(Collected data)
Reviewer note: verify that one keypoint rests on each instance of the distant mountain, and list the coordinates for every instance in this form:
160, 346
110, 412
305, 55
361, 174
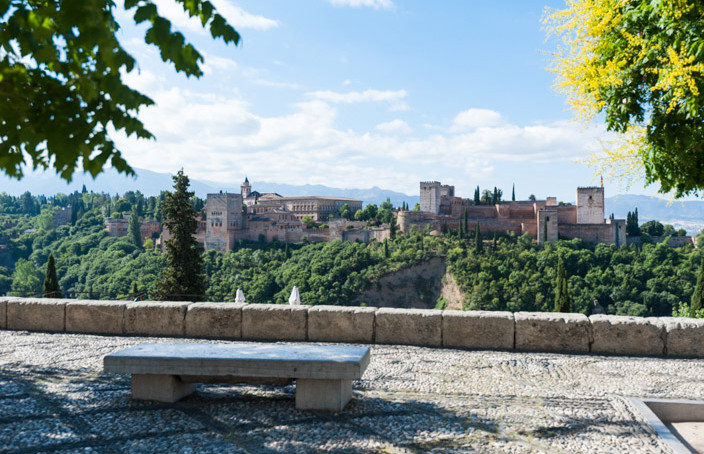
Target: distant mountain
152, 183
687, 215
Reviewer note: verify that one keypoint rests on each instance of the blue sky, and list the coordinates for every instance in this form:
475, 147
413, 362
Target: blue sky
361, 93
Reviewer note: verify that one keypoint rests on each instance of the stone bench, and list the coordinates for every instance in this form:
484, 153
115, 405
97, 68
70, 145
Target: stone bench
168, 372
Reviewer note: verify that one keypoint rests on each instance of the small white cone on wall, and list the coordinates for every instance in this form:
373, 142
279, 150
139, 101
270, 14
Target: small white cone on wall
295, 298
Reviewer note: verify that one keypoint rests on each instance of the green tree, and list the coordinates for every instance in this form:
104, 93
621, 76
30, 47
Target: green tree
653, 228
478, 241
133, 232
697, 301
641, 64
51, 282
562, 295
27, 279
61, 79
182, 280
346, 212
308, 221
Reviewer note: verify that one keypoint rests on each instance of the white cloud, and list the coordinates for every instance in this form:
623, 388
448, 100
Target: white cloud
393, 97
475, 118
394, 126
376, 4
359, 96
275, 84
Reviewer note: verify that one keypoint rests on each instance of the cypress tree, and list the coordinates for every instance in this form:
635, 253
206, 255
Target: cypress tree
697, 301
182, 280
133, 230
562, 296
51, 282
466, 218
478, 244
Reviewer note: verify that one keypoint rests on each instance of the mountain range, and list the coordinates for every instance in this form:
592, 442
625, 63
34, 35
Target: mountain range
688, 215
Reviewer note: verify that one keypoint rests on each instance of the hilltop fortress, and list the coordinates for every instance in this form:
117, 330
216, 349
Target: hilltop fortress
544, 220
270, 216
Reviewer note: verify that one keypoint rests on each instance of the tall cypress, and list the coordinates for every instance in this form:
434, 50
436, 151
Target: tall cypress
562, 296
133, 230
697, 301
182, 280
478, 244
51, 282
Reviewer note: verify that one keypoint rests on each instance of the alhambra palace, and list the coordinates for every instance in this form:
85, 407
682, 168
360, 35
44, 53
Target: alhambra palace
253, 216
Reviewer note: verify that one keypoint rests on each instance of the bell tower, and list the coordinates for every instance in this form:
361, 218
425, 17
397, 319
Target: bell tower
246, 188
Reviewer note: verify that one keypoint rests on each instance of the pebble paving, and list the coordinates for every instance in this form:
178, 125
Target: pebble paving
54, 398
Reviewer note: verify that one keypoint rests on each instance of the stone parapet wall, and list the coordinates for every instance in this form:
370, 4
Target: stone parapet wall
525, 331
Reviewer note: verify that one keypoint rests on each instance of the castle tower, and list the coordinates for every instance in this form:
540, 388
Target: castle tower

Problem details:
Copy out all the data without changing anything, and drop the pictures.

Answer to the task:
Reviewer note: verify that one keypoint rests on each instance of the distant mountain, and list the coordinates for every instance in this form:
160, 346
110, 412
305, 55
361, 174
Target: distant mountain
152, 183
687, 215
Reviewer note: verify that one keypoint rests on each instance of the blue sky, and list the coordinates for every instance in this form:
475, 147
413, 362
Target: blue sky
361, 93
Reviewer note: verify that one keypoint rests on each instance of the stone bench, and list the coordinates for every instance in this form:
484, 153
115, 405
97, 68
70, 145
Target: stone bench
168, 372
Reviewer note: verify that one keypoint rests on each instance of the small white cone on wall, and list the coordinates for every instance in this form:
373, 142
279, 150
139, 101
270, 14
Target: small white cone on wall
295, 298
Reviewer note: verify that one keypoint rests on each instance of the green tree, and list the coordinates for every instance in this form:
104, 93
621, 76
30, 47
Target: green tree
653, 228
478, 241
133, 232
697, 301
641, 64
51, 282
562, 295
27, 279
61, 79
182, 280
346, 212
308, 221
Reviewer note: verify that one keypoint rests on each instance of the white cloud, and list the coordinates for every instance in this form:
623, 388
448, 100
Target: white cloud
393, 97
475, 118
394, 126
376, 4
359, 96
275, 84
Reviewer note: verify that one keypoint rests on each instance of the cypress tree, and list the coordinates for every instance in this form:
635, 253
206, 255
Target: cypress tree
697, 301
182, 280
133, 230
562, 296
51, 282
466, 218
478, 244
Reviewer note: verify that one keypoint rests on each instance of the mountain range, and list the coordinates for every instance in this form:
592, 442
625, 63
34, 35
Target: mountain range
688, 215
Reviewer note: verify that one keypoint rests on each instance of the hilltop fortress, and list the coordinates for every instance in this form:
117, 330
216, 349
Target: hilltop fortress
544, 220
270, 216
Reviewer note: verify that one keypoint rests on each instance of the tall cypress, and list the coordinates for every instance in this form:
434, 50
436, 151
Target: tall cypress
562, 296
133, 230
697, 301
182, 280
478, 244
51, 282
Reviewer note: verify that one keypoint rests on each instance of the alhambra palace, and list the coordinates for every instance in this form:
85, 407
682, 168
360, 35
44, 53
Target: alhambra palace
253, 216
Reviewer note: verify that one keypoint rests on each instance of the bell tower, and list the coordinates for every instance in this form:
361, 218
425, 17
397, 319
Target: bell tower
246, 188
Reviewer note: verify that one keypoint rests on each instance of the pebble paving, and list the coordinates for every instance in this form:
178, 125
Target: pebble paving
54, 398
Reviewer note: verify that one keypoint rests on each instance of the stone parapet wall, and list the coordinates for every instance in this form:
370, 4
Target: stone parapet wall
525, 331
Reviewer note: verify that one keypoint rests on each instance of the castle tower, and list the coordinates for every instance in this form:
540, 388
Target: castle tower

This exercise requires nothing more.